INPUT >>
====

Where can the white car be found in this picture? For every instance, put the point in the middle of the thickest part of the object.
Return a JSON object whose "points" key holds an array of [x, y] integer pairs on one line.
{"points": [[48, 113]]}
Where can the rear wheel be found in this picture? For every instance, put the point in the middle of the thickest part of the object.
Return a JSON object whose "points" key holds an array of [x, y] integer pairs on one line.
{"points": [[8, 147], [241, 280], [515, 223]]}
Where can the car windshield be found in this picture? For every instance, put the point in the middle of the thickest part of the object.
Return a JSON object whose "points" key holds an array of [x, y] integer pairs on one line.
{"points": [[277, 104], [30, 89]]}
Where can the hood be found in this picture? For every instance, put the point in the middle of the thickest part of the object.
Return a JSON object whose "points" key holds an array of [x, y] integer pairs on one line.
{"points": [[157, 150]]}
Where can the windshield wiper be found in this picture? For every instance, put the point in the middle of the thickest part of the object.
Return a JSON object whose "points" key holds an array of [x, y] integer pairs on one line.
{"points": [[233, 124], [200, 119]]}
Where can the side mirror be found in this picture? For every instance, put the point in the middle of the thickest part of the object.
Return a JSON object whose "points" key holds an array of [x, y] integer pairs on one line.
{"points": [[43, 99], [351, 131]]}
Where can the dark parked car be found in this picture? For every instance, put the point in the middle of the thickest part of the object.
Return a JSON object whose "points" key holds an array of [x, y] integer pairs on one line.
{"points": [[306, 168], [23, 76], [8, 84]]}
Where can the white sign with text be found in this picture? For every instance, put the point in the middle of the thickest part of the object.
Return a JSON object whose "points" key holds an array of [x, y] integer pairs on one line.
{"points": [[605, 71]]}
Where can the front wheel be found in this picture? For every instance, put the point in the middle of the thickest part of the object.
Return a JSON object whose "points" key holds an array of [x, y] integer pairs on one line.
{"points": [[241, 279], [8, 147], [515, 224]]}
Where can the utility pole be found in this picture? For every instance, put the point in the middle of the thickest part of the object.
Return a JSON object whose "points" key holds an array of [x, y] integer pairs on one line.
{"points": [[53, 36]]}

====

WRITTEN REQUEST >> Starting at the line that contains "Where can the dark" and ending with the last of the rows, reproduce those lines with every "thickest part" replaced by "widest part" and nothing else changed.

FINISHED EXERCISE >>
Where can the dark parked car be found in this picture? For every instance, put the point in the middle of the widest part of the object.
Return a JSON object whose "points" key holds an array of [x, y] integer pairs on one line.
{"points": [[306, 168], [23, 76], [8, 84]]}
Where can the white sign with text be found in this picture? For every instance, put the point in the middle of the widest part of the object.
Return a JSON object whose "points" key holds an array of [x, y] integer pairs on one line.
{"points": [[605, 71]]}
Where can the front wheel be found in this picture? For every instance, put the point in the middle of the widest part of the object.
Return a JSON object whose "points" key holds an array of [x, y] integer pairs on one line.
{"points": [[241, 279], [8, 147], [515, 224]]}
Where can the utility pole be found in this picture? For every instance, put the point in the middle of the widest part of the object.
Return a JSON object whose "points" key holds an array of [x, y] integer pairs on one line.
{"points": [[53, 36]]}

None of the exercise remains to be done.